### ASSIGNMENT
Reproduce the data that follows precisely.

┏━━

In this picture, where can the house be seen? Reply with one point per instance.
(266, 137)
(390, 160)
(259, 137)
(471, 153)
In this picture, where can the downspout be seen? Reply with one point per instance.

┗━━

### EXERCISE OUTPUT
In this picture, where can the house be seen? Reply with one point per instance.
(266, 137)
(390, 160)
(259, 137)
(471, 153)
In this picture, where can the downspout be seen? Reply with one point per instance.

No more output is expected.